### DIRECTIONS FOR THIS TASK
Look through the data below and report how many lines include "pass". Only the number should be given.

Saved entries
----
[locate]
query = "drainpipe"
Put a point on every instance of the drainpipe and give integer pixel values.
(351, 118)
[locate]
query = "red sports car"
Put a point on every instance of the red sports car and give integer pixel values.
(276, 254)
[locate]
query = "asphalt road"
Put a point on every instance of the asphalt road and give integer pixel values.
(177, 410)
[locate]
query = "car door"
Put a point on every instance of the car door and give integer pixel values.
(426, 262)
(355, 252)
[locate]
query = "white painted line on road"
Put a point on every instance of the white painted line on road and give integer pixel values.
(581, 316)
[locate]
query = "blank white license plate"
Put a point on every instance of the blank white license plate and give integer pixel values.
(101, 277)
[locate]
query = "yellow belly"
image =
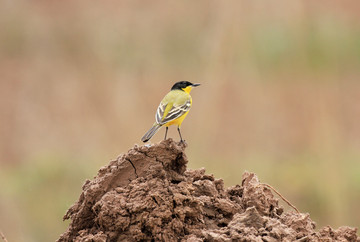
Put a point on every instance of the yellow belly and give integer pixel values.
(177, 121)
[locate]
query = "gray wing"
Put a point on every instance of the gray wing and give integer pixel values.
(174, 113)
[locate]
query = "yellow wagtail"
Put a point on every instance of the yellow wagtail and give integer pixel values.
(173, 109)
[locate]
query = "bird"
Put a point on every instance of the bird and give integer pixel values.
(172, 109)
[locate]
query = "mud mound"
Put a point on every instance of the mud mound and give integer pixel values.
(162, 201)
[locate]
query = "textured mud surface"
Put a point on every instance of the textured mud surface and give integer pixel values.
(163, 201)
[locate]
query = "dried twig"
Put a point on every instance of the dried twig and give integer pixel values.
(3, 237)
(281, 196)
(132, 166)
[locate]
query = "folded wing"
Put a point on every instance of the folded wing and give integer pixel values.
(167, 112)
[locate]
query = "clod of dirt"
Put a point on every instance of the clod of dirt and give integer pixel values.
(162, 201)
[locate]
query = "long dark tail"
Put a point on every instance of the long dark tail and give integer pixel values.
(150, 133)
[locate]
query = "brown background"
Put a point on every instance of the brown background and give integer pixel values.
(80, 83)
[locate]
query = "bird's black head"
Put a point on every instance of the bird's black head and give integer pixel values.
(183, 84)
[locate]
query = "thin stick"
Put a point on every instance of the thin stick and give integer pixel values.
(3, 236)
(279, 194)
(132, 166)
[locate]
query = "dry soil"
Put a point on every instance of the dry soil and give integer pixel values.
(163, 201)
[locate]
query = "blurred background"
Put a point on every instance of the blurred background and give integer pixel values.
(81, 81)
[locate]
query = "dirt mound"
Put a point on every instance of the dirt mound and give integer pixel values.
(162, 201)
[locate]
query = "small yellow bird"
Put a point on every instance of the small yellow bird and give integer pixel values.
(173, 109)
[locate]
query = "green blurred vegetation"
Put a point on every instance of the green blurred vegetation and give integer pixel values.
(80, 83)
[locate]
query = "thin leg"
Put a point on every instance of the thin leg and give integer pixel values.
(181, 140)
(166, 132)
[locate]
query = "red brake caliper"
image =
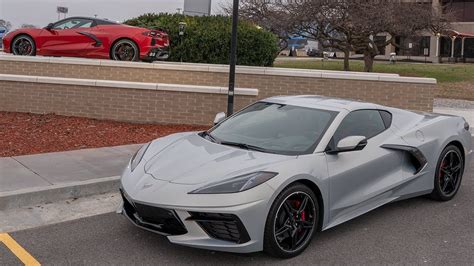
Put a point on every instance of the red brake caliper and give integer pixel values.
(441, 174)
(297, 204)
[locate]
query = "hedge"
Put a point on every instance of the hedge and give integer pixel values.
(207, 39)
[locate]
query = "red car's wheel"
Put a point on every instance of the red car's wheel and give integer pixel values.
(23, 45)
(125, 50)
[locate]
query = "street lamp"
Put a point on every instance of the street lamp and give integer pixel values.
(182, 28)
(233, 59)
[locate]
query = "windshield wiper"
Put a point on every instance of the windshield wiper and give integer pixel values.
(245, 146)
(208, 135)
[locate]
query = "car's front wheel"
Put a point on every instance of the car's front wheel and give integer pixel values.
(23, 45)
(125, 50)
(291, 222)
(448, 176)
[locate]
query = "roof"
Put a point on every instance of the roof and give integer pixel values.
(96, 19)
(322, 102)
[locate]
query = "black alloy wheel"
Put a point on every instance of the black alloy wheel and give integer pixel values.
(448, 174)
(23, 45)
(125, 50)
(292, 221)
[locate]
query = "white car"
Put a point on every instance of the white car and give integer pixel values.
(272, 175)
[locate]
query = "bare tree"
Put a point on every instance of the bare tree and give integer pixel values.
(347, 25)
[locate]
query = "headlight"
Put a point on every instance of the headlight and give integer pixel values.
(235, 184)
(138, 156)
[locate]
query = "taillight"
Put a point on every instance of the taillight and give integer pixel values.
(154, 34)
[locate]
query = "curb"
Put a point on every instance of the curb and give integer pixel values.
(41, 195)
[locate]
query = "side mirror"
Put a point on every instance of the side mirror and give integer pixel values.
(219, 118)
(352, 143)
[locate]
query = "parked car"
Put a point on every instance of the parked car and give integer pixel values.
(3, 31)
(90, 38)
(281, 170)
(314, 53)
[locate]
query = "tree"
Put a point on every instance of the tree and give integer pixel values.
(6, 24)
(268, 15)
(28, 26)
(207, 39)
(351, 25)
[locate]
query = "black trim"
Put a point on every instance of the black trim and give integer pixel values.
(332, 145)
(159, 220)
(418, 159)
(97, 43)
(222, 226)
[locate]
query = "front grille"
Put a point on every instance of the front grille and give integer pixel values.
(156, 219)
(227, 227)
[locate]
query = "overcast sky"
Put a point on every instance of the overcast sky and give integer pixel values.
(42, 12)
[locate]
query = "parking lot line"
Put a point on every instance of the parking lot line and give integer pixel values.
(19, 251)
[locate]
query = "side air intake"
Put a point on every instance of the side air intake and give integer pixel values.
(416, 156)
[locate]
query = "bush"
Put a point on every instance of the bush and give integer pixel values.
(207, 39)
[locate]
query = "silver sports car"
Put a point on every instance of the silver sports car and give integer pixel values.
(282, 169)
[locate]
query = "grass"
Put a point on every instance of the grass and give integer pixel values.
(444, 73)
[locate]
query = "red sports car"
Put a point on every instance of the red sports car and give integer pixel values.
(91, 38)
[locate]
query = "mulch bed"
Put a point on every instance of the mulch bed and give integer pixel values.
(24, 133)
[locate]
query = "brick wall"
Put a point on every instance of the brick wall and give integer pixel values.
(176, 107)
(133, 105)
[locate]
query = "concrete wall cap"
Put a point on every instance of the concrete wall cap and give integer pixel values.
(127, 84)
(330, 74)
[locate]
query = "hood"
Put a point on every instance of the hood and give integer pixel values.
(193, 160)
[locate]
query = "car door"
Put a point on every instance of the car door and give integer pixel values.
(66, 38)
(359, 179)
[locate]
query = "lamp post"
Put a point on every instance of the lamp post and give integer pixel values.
(233, 59)
(182, 28)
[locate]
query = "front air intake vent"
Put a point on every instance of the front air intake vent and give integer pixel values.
(227, 227)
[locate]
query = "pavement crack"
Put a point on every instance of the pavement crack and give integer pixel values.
(31, 170)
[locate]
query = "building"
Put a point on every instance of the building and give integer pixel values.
(197, 7)
(455, 45)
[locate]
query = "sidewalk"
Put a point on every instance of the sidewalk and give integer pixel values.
(56, 168)
(40, 178)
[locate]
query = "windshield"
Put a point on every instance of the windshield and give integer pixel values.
(275, 128)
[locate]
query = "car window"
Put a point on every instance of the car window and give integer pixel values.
(277, 128)
(73, 24)
(367, 123)
(386, 117)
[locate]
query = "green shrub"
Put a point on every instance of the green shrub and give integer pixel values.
(207, 39)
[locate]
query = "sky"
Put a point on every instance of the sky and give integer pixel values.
(42, 12)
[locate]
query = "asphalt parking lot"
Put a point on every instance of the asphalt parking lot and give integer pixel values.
(415, 231)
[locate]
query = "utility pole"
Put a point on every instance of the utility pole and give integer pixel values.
(233, 58)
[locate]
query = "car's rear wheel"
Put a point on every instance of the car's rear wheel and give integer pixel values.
(23, 45)
(448, 176)
(125, 50)
(291, 222)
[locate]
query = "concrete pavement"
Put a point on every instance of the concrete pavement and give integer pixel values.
(49, 169)
(410, 232)
(34, 179)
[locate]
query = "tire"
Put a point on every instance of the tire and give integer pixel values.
(281, 244)
(448, 176)
(23, 45)
(125, 50)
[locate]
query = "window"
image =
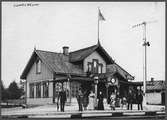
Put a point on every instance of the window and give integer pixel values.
(74, 89)
(100, 67)
(38, 66)
(89, 67)
(45, 89)
(38, 90)
(31, 85)
(95, 65)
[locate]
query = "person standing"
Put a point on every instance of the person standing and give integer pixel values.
(112, 101)
(91, 105)
(85, 100)
(130, 99)
(139, 99)
(62, 97)
(80, 99)
(100, 101)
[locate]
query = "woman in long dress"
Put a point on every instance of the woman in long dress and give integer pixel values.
(100, 101)
(91, 104)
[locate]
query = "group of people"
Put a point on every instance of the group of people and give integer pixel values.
(86, 100)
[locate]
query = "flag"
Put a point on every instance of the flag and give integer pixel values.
(101, 16)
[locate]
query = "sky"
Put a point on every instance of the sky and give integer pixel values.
(52, 25)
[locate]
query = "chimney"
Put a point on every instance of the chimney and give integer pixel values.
(152, 79)
(65, 50)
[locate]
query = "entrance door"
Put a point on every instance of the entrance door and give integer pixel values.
(101, 87)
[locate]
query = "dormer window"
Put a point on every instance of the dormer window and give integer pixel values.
(95, 65)
(89, 67)
(38, 66)
(100, 67)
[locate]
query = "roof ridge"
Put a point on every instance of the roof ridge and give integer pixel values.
(49, 51)
(83, 49)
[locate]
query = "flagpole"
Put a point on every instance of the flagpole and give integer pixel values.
(98, 26)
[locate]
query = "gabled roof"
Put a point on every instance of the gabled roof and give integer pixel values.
(155, 85)
(81, 54)
(56, 62)
(115, 68)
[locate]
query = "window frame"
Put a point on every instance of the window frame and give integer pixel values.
(38, 90)
(45, 86)
(101, 68)
(31, 90)
(95, 69)
(38, 66)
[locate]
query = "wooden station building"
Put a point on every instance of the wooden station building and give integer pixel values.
(46, 71)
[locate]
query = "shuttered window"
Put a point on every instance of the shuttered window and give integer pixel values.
(45, 89)
(38, 90)
(31, 86)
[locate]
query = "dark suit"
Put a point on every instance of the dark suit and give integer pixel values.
(140, 99)
(62, 97)
(80, 100)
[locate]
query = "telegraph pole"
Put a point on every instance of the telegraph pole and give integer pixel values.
(145, 44)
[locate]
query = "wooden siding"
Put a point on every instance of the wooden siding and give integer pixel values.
(45, 74)
(92, 56)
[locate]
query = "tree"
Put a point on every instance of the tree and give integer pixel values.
(14, 91)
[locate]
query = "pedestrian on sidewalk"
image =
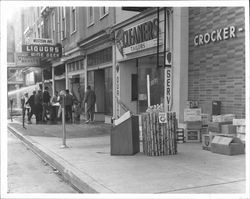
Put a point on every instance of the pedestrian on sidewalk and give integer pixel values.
(25, 107)
(46, 103)
(39, 106)
(54, 107)
(90, 99)
(31, 102)
(68, 106)
(59, 113)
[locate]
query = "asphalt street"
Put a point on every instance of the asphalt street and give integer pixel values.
(27, 173)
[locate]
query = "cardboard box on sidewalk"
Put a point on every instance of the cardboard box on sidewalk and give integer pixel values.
(228, 129)
(124, 139)
(196, 125)
(239, 122)
(227, 145)
(193, 135)
(206, 141)
(242, 137)
(241, 129)
(192, 114)
(205, 119)
(216, 126)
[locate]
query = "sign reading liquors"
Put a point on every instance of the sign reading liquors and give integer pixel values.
(215, 35)
(23, 59)
(137, 38)
(162, 117)
(41, 41)
(49, 51)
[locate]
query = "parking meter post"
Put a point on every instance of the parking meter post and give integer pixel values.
(23, 110)
(63, 123)
(11, 105)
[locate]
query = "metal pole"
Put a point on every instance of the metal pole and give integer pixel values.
(158, 39)
(11, 104)
(23, 111)
(63, 123)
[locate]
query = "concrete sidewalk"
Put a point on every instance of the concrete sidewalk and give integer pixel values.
(88, 165)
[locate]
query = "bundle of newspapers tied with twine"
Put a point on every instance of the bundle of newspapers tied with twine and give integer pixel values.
(159, 132)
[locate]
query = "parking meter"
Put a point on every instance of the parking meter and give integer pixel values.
(63, 122)
(23, 110)
(11, 105)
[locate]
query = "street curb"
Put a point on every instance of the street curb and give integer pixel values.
(71, 174)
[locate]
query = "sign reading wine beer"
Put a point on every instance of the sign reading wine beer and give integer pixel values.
(49, 51)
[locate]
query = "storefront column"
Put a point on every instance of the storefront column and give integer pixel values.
(114, 80)
(85, 79)
(42, 80)
(180, 60)
(53, 81)
(86, 73)
(66, 76)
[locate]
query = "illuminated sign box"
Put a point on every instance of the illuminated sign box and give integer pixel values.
(24, 59)
(49, 51)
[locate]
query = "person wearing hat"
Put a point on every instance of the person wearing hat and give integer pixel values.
(31, 102)
(90, 99)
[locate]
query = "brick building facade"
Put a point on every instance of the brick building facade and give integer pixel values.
(216, 68)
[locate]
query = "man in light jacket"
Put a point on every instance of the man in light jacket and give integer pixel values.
(90, 99)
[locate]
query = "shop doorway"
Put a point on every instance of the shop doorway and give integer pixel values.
(148, 66)
(102, 83)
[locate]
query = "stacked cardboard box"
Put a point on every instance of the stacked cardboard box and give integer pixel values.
(240, 128)
(227, 145)
(192, 117)
(216, 126)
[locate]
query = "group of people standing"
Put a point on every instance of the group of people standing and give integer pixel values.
(46, 108)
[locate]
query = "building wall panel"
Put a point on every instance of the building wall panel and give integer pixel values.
(217, 69)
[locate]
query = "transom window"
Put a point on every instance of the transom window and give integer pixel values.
(90, 16)
(103, 11)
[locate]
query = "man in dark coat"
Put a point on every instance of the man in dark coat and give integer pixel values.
(31, 102)
(46, 103)
(90, 99)
(39, 106)
(68, 105)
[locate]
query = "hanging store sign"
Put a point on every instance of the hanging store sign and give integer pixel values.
(137, 38)
(48, 51)
(24, 59)
(40, 41)
(162, 117)
(215, 36)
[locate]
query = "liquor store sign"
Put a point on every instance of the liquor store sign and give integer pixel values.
(23, 59)
(49, 51)
(137, 38)
(41, 41)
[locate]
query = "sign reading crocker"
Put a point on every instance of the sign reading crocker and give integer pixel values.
(43, 50)
(215, 35)
(137, 38)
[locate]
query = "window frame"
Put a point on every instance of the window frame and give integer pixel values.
(53, 25)
(90, 23)
(63, 23)
(73, 27)
(102, 15)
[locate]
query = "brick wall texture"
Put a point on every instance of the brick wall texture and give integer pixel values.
(217, 70)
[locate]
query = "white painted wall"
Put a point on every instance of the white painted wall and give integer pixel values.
(126, 70)
(180, 61)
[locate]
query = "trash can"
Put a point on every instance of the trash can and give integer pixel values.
(124, 139)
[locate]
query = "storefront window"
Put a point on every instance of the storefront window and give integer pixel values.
(108, 91)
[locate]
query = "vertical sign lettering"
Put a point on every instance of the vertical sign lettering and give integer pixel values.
(117, 93)
(168, 89)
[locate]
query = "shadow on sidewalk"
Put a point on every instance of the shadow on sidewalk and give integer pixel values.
(79, 130)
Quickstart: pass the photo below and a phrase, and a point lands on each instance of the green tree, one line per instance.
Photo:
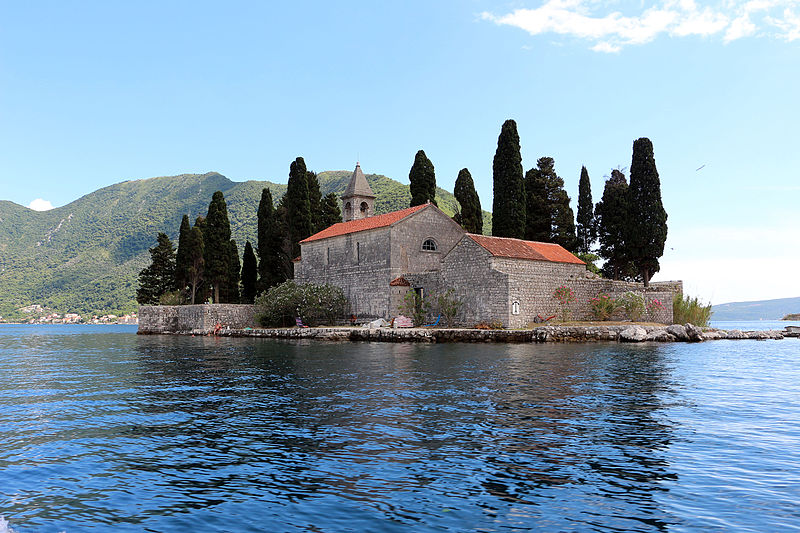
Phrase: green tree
(587, 227)
(647, 227)
(217, 238)
(182, 261)
(232, 286)
(314, 201)
(298, 205)
(470, 217)
(508, 205)
(331, 212)
(423, 180)
(159, 277)
(249, 274)
(271, 244)
(612, 218)
(196, 252)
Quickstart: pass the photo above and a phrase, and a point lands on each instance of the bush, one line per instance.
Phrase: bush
(281, 304)
(603, 306)
(633, 304)
(687, 310)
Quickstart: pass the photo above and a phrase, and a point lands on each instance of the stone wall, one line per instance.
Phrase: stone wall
(203, 318)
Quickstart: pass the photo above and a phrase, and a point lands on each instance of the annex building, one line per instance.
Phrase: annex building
(377, 259)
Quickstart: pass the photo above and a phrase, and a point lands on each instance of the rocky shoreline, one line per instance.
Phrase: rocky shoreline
(625, 333)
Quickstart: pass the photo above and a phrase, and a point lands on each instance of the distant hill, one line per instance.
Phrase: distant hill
----
### OUTPUT OF THE EXERCISE
6